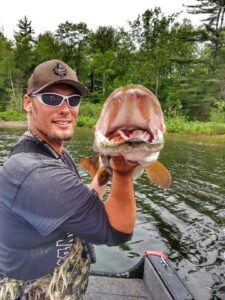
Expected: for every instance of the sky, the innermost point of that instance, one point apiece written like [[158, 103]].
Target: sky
[[46, 15]]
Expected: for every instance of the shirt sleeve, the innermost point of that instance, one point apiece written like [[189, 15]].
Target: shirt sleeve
[[52, 196]]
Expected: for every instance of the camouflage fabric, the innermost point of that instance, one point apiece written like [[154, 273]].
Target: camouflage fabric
[[66, 282]]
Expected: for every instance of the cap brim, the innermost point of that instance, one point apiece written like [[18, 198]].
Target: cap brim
[[78, 86]]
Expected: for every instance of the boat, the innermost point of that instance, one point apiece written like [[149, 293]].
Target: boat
[[152, 278]]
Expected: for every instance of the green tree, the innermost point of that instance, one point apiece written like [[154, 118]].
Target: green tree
[[46, 47], [6, 61], [72, 39]]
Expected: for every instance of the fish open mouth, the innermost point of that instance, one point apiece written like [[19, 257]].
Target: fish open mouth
[[130, 135]]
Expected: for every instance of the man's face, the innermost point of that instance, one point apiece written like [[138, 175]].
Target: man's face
[[53, 124]]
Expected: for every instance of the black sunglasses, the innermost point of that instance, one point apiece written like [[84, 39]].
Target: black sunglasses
[[55, 100]]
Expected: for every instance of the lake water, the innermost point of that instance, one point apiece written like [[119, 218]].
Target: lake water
[[186, 221]]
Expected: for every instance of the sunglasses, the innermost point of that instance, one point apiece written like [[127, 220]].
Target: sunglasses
[[55, 100]]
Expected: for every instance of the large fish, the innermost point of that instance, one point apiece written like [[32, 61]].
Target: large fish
[[130, 124]]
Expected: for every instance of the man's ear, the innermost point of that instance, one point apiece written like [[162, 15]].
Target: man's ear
[[27, 103]]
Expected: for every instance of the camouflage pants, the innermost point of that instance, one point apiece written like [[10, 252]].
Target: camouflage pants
[[66, 282]]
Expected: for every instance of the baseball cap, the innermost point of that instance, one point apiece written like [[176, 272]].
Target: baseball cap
[[52, 72]]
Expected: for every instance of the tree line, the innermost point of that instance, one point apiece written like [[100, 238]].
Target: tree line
[[184, 65]]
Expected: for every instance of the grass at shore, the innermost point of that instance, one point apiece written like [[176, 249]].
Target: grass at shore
[[89, 115]]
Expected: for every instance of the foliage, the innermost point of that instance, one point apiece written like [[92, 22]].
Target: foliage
[[182, 64], [217, 114]]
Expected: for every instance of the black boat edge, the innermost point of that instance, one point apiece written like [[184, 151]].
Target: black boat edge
[[154, 271]]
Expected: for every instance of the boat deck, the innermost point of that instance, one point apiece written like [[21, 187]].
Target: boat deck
[[150, 287], [105, 288]]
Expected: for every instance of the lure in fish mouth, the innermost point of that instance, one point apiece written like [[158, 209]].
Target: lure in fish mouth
[[131, 124]]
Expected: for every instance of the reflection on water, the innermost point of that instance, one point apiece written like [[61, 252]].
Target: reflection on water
[[187, 221]]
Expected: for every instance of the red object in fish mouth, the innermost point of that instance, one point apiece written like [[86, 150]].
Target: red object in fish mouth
[[122, 135]]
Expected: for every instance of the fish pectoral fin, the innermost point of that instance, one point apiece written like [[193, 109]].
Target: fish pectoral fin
[[103, 175], [159, 174], [93, 165], [90, 164]]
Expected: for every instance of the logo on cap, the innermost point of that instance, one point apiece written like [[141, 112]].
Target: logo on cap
[[59, 70]]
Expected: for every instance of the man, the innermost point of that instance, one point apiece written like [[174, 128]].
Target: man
[[48, 216]]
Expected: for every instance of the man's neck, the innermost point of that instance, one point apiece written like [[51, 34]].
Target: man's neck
[[56, 146]]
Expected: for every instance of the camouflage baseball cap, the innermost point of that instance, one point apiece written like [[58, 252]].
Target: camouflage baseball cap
[[53, 72]]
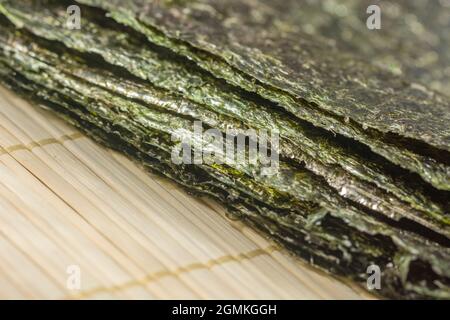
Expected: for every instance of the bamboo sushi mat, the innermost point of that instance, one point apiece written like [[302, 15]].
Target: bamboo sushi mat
[[69, 207]]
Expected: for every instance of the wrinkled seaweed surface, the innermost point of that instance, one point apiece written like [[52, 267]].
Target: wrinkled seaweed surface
[[333, 202], [302, 142]]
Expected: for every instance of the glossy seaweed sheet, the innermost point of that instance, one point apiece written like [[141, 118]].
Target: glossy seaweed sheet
[[337, 242], [299, 141], [240, 42], [333, 202], [340, 238]]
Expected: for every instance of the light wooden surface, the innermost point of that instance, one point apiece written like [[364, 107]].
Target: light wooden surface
[[66, 202]]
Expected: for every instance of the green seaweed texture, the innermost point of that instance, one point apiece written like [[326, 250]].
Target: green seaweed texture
[[364, 159]]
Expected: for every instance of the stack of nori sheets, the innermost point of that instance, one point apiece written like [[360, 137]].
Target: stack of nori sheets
[[364, 169]]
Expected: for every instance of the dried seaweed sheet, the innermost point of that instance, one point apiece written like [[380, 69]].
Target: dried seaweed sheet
[[172, 75], [323, 247], [345, 87]]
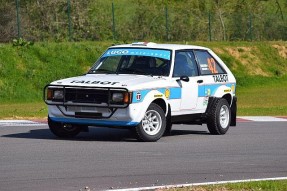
* * *
[Directive]: Rewrite the records between the lines holding "Expected: for every instance of the sunglasses, the" and "[[184, 65]]", inclusive, with the requests included, and add 95 to every coordinate in the answers. Leave the numbers in the requests and their format samples unchanged.

[Task solution]:
Expected: for every instance of the sunglasses, the innermost point of that instance, one point apiece written like [[127, 220]].
Target: sunglasses
[[150, 195]]
Expected: for every instance of the large fish, the innermost point of that instance, one point apiece written like [[32, 61]].
Target: large fish
[[225, 219]]
Expected: for every instance of the man's ear, the innermost point of that instance, one point apiece written like [[162, 15]].
Target: man's ear
[[122, 198]]
Expected: for every instance of the camouflage pants, the innermost point of that instance, one point apiece written like [[10, 252]].
Target: camouflage pants
[[161, 377]]
Expected: for every instance of the baseball cap, the innermost point of that instance, one point apiece written like [[176, 272]].
Target: baseball cap
[[147, 167]]
Expected: for every instance of the tree line, the innermost point of that instance, one point apiece written like [[100, 238]].
Target: tree line
[[279, 160]]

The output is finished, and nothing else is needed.